Exercise directions:
Copy out the following material word for word.

Records provided:

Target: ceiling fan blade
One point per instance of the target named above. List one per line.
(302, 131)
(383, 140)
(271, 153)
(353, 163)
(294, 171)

The completed task:
Target: ceiling fan blade
One point per instance of the target named above. List one per line.
(302, 131)
(383, 140)
(271, 153)
(353, 163)
(294, 171)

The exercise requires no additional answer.